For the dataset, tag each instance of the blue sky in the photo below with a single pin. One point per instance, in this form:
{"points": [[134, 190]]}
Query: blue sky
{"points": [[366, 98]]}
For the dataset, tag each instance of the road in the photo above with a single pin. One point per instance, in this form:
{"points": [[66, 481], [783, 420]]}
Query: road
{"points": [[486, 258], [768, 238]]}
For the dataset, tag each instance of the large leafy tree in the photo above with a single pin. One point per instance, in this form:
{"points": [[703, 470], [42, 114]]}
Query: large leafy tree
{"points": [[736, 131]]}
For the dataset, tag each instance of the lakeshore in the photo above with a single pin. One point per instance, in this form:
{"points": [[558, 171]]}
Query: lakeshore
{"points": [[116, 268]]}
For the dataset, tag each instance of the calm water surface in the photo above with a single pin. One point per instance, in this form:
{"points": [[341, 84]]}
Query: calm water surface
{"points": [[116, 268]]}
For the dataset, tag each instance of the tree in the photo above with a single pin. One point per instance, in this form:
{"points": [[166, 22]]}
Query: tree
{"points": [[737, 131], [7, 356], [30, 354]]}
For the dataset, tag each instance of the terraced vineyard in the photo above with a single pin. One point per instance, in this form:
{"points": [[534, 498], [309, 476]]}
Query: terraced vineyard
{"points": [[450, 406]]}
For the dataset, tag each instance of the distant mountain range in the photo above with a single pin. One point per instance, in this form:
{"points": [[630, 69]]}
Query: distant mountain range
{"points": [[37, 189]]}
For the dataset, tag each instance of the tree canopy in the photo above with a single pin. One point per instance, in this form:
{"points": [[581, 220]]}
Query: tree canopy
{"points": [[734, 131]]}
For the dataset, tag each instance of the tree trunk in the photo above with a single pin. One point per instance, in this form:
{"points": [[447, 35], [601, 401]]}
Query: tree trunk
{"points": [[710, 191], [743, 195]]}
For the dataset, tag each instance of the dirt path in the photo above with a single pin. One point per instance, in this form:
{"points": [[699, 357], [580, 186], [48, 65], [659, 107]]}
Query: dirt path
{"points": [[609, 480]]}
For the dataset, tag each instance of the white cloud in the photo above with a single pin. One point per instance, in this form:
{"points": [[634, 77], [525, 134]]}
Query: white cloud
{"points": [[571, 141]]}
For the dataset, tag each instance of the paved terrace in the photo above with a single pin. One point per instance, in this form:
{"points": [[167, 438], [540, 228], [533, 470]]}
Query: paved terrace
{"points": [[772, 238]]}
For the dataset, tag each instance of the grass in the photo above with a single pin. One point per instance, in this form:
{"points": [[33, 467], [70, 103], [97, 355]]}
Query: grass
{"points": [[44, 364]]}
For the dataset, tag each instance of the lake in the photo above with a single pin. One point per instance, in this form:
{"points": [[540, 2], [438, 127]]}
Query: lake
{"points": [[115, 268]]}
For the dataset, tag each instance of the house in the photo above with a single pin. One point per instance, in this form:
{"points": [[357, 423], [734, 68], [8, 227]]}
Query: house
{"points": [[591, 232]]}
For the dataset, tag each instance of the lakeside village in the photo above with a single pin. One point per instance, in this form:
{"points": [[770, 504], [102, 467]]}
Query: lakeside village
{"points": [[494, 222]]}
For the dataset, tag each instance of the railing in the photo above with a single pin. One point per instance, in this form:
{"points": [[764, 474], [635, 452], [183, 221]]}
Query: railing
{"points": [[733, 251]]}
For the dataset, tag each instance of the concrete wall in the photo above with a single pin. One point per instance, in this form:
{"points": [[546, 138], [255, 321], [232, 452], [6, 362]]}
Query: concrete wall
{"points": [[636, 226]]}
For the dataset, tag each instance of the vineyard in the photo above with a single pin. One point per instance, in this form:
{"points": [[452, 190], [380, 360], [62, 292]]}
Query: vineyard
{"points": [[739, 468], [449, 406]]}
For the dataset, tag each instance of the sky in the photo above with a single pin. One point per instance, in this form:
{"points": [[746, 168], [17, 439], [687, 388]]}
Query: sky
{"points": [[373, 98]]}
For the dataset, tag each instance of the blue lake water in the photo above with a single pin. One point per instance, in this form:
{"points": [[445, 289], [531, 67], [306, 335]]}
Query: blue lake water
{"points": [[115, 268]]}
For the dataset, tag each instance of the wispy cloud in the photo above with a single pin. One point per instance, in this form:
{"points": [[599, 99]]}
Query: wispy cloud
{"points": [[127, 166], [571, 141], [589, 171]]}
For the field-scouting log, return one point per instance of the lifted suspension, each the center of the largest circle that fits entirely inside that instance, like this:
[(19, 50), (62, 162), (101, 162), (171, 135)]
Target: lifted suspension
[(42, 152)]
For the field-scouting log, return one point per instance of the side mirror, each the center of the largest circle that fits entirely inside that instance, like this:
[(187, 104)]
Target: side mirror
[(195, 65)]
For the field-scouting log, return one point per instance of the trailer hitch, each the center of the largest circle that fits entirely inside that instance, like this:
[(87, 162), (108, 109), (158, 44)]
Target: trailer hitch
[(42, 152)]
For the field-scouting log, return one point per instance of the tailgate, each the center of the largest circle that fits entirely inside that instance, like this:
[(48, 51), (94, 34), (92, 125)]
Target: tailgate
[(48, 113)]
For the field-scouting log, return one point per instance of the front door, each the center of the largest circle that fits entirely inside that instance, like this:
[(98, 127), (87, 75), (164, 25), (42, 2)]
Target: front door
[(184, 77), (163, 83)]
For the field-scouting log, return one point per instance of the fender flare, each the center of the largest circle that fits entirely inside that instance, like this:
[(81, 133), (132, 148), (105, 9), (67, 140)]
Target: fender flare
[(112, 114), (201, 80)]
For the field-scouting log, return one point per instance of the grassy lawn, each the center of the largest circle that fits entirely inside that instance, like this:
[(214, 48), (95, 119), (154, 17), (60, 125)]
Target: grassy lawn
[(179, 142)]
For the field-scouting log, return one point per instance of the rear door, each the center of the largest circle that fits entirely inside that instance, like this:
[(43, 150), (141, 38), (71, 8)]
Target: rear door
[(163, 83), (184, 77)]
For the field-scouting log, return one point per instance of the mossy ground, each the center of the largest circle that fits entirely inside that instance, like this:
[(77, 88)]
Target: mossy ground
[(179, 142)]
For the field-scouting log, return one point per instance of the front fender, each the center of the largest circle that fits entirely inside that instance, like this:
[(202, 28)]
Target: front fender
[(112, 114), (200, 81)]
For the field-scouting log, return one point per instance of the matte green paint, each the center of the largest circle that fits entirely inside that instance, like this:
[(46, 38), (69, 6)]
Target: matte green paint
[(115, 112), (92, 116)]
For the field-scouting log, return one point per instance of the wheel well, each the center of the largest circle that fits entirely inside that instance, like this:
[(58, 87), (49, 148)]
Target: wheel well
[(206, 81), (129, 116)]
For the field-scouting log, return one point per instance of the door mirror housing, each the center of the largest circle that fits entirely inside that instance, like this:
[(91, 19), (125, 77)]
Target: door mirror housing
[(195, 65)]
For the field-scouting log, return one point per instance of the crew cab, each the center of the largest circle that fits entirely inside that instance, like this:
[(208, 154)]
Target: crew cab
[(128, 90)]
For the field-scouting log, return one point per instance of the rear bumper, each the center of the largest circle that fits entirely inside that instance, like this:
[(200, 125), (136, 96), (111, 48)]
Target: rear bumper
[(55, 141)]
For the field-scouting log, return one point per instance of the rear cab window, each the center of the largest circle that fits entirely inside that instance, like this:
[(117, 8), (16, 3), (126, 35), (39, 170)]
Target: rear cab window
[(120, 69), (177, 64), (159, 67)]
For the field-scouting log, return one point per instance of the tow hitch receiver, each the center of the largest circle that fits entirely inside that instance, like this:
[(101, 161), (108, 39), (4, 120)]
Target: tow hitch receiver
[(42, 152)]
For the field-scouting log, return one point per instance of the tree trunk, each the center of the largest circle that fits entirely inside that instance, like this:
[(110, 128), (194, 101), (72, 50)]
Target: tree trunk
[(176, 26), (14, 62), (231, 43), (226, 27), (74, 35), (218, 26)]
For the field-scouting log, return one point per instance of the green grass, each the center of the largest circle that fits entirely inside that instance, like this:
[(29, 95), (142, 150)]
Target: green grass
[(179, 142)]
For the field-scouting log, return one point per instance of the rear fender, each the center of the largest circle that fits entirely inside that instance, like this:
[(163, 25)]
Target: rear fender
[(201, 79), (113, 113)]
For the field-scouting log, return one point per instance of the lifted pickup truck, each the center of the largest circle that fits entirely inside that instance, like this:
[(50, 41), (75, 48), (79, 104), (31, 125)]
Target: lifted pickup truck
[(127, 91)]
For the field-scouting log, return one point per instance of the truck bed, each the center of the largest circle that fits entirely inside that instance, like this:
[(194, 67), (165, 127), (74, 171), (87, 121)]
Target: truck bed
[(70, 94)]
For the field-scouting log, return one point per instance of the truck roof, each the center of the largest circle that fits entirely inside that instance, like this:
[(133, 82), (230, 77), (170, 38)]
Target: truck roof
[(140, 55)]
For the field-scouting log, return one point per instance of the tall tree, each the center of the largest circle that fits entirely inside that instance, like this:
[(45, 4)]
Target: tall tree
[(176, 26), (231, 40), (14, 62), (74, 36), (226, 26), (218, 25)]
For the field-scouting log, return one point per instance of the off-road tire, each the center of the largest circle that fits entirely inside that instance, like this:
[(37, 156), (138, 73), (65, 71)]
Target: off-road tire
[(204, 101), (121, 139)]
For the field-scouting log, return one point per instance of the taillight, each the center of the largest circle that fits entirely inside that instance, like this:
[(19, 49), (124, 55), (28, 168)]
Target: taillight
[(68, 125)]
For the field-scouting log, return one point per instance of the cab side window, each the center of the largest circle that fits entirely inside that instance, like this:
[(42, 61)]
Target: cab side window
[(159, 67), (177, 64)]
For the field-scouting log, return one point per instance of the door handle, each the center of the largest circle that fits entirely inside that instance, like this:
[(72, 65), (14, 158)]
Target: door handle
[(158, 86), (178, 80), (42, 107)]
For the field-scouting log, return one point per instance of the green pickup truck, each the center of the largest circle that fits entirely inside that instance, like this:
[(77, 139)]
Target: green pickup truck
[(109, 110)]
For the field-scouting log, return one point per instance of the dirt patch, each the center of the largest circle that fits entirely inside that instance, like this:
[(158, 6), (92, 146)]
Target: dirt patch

What you will do —
Lay out as a numbered list the part of the records that opens with the line containing "tree trunk, each" and closes with the line containing "[(127, 91)]", including both of those lines and leaving out any blank lines.

The reply —
1. For the field-scouting log, return one point per instance of the tree trunk, each the center of the largest circle that fits entirely inside that instance, like this:
2. [(110, 128), (194, 101), (72, 50)]
3. Target: tree trunk
4. [(176, 26), (14, 62), (231, 43), (226, 27), (74, 35), (218, 26)]
5. For the field-scouting log, return one point per instance of the green grass, each the center of the largest circle that fits entirely inside that instance, like this:
6. [(29, 95), (142, 150)]
7. Target: green grass
8. [(179, 142)]
9. For the field-scouting log, return one point per instance of the rear fender, each the center of the largest circle that fits entirely inside that instance, like this:
10. [(163, 25)]
11. Target: rear fender
12. [(201, 79), (113, 113)]
13. For the field-scouting log, return one point per instance of the lifted pickup truck, each the center of the largest circle that fits entirely inside that instance, like this:
14. [(50, 41), (75, 48), (79, 104), (31, 125)]
15. Target: lifted pickup truck
16. [(127, 91)]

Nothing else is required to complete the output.